▶ AIM A
In the comment thread about placing terrain decorations, what alternate ways to mimic a nice ambience does the last comment list?

▶ TEXT EXTRACT

· · · ·

Great video. At 1:45 you describe sampling the terrain normal to place decorations parallel with the normal, however plants orient themselves to gravity and point up, not sideways. Your features will appear more natural if they point towards world up, not the surface normal.
While you are correct, aligning with the normal can provide some desired stylized results. I think smaller objects (grass, bushes) look better when aligned with the terrain normal. In my implementation I added a boolean to toggle aligning a particular feature with either the terrain normal or world up. For large objects, such as the tall pine trees, aligning them perfectly vertical looks more natural indeed!
Trees point mostly upwards. In nature they can lean a bit. Some are just crooked, some point slightly away from other trees (to get more sun and less shadow), some had lose soil and tilted because of that. But details like that are easy to implement.
I care about exact detail positions. I tried several tools in unity having to do with indirect rendering. It drove me crazy if a moved or rotated, that things were not in the same position. I put effort into my density and seed, placement logic, to curate the "margin" spaces. I wanted a good look, so it doesn't distract. A curated ambience. Some tools had little interference, but conflicted in other ways, others completely changed my curation. Even though I could render and cull by offloading to GPU, limit range, number of instances, optimized meshes and materials. I could not continuously replicate the aesthetics, because it became GPU bottleneck, rather than a mix of CPU and gpu using GPU instanceing. The solution was finding a balance with aestheticlly pleasing and minimal. Alternate ways to mimic a nice ambience. Less trees, less grass, baked lighting, some dynamic lighting, juice.

· · · ·

▶ DATA SUPPLIED

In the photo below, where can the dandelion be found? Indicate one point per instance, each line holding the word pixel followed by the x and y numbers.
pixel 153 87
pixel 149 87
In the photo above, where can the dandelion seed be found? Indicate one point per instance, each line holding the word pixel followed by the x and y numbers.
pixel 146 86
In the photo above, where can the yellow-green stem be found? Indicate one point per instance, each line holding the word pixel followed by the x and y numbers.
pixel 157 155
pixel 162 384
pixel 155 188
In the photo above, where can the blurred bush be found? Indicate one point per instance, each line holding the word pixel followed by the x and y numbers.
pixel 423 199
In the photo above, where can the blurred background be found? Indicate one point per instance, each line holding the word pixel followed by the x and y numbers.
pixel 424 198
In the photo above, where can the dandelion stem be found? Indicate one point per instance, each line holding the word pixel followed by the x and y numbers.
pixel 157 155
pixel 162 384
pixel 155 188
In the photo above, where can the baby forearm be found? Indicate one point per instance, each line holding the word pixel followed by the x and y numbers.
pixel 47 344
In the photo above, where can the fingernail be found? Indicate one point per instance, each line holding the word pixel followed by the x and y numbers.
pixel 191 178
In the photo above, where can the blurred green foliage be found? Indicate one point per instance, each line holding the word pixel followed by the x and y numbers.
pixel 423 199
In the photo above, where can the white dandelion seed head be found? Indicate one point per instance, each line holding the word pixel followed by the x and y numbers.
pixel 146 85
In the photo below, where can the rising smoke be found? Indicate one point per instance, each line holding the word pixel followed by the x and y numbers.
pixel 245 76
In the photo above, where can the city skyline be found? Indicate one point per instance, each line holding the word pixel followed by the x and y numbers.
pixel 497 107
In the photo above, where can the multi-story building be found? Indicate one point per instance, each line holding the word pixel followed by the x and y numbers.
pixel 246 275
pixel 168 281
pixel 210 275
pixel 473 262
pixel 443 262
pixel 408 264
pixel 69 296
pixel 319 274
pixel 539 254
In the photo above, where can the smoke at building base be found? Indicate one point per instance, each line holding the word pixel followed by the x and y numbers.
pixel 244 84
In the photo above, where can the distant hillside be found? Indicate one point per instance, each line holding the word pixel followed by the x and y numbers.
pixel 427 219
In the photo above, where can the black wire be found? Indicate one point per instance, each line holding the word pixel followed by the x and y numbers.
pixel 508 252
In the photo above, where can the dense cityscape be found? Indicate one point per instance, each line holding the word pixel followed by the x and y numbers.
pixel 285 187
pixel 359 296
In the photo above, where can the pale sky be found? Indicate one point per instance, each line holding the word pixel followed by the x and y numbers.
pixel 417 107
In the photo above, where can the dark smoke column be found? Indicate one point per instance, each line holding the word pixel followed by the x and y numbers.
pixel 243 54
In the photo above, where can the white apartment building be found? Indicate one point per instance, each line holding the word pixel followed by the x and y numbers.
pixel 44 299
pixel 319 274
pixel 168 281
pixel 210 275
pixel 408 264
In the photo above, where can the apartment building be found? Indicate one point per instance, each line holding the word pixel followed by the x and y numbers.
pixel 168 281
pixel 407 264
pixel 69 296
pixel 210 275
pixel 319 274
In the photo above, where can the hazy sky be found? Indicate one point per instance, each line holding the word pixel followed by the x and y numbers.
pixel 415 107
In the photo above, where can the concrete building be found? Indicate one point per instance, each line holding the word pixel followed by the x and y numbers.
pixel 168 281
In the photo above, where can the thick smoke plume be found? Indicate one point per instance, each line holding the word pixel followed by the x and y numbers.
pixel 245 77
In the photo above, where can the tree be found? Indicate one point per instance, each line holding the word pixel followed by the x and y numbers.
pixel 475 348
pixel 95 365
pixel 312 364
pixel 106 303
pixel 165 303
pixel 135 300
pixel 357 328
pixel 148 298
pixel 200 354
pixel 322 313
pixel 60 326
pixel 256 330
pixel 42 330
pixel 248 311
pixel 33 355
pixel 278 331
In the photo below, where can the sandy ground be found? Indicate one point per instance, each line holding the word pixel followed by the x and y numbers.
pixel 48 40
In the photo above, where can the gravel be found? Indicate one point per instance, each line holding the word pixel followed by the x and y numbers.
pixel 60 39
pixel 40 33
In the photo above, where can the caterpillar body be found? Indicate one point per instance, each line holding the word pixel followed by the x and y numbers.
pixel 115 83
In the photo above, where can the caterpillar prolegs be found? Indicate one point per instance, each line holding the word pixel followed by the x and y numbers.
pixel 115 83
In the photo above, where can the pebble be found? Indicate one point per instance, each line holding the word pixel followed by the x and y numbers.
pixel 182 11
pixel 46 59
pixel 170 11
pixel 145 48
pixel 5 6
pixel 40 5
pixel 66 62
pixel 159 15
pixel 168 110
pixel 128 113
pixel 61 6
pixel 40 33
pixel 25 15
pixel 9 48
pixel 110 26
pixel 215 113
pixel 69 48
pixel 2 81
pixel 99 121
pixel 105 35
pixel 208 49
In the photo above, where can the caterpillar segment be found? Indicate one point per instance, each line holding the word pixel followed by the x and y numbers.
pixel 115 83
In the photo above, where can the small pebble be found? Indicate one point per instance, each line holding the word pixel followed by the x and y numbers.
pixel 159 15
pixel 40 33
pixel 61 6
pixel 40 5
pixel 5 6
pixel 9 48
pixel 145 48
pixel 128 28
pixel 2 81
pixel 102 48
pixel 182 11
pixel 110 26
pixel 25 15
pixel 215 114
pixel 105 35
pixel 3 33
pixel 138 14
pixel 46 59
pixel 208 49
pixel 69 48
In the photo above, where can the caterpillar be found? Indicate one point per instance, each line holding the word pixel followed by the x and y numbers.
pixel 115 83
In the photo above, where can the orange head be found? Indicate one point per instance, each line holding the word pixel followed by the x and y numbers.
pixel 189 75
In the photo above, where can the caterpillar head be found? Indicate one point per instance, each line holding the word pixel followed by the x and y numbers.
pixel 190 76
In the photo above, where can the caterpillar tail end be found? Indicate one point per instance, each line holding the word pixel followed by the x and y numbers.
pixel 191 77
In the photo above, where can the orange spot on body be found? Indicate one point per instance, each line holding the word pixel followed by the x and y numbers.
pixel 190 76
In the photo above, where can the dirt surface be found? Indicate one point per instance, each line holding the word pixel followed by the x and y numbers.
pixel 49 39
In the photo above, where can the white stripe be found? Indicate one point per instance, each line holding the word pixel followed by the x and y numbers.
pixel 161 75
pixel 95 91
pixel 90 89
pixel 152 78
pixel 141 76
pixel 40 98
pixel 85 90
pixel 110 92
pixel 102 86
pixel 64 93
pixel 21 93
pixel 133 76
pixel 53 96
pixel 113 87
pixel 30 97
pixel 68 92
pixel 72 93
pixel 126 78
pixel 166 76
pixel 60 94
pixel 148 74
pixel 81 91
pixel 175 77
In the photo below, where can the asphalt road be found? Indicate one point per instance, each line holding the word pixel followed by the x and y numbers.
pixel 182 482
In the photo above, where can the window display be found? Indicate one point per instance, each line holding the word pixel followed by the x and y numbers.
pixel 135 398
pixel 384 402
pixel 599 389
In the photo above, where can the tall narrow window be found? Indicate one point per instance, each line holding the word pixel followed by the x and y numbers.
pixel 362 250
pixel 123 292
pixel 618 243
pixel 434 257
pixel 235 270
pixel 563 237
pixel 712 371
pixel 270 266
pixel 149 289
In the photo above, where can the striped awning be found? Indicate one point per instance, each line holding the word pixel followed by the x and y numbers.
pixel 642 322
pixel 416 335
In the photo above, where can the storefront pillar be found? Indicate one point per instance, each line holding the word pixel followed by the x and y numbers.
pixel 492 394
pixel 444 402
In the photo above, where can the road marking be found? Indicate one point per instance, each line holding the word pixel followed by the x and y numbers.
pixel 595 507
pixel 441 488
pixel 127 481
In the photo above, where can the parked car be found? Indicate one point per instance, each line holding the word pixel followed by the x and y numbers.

· · · ·

▶ AIM B
Copy out the rows starting with the line that contains "In the photo above, where can the white stripe" and going on through the line that contains "pixel 127 481", with both of those lines included.

▶ EXERCISE RESPONSE A
- Less trees
- Less grass
- Baked lighting
- Some dynamic lighting
- Juice

▶ EXERCISE RESPONSE B
In the photo above, where can the white stripe be found? Indicate one point per instance, each line holding the word pixel followed by the x and y numbers.
pixel 161 75
pixel 95 91
pixel 90 89
pixel 152 78
pixel 141 76
pixel 40 98
pixel 85 90
pixel 110 92
pixel 102 86
pixel 64 93
pixel 21 93
pixel 133 76
pixel 53 96
pixel 113 87
pixel 30 97
pixel 68 92
pixel 72 93
pixel 126 78
pixel 166 76
pixel 60 94
pixel 148 74
pixel 81 91
pixel 175 77
In the photo below, where can the asphalt road be found? Indicate one point per instance, each line holding the word pixel followed by the x and y numbers.
pixel 182 482
In the photo above, where can the window display be found? Indicate one point per instance, each line holding the word pixel followed by the x and y numbers.
pixel 135 398
pixel 384 402
pixel 599 389
In the photo above, where can the tall narrow window be found? Indicate one point per instance, each line holding the word pixel followed by the x and y numbers.
pixel 362 250
pixel 123 292
pixel 618 243
pixel 434 257
pixel 235 270
pixel 563 237
pixel 712 371
pixel 270 266
pixel 149 289
In the photo above, where can the striped awning be found? Indicate one point per instance, each line holding the word pixel followed by the x and y numbers.
pixel 642 322
pixel 416 335
In the photo above, where can the storefront pillar be found? Indicate one point per instance, each line holding the word pixel followed by the x and y numbers.
pixel 492 394
pixel 444 402
In the photo above, where can the road marking be found? Indicate one point per instance, each line holding the word pixel followed by the x and y numbers.
pixel 595 507
pixel 441 488
pixel 127 481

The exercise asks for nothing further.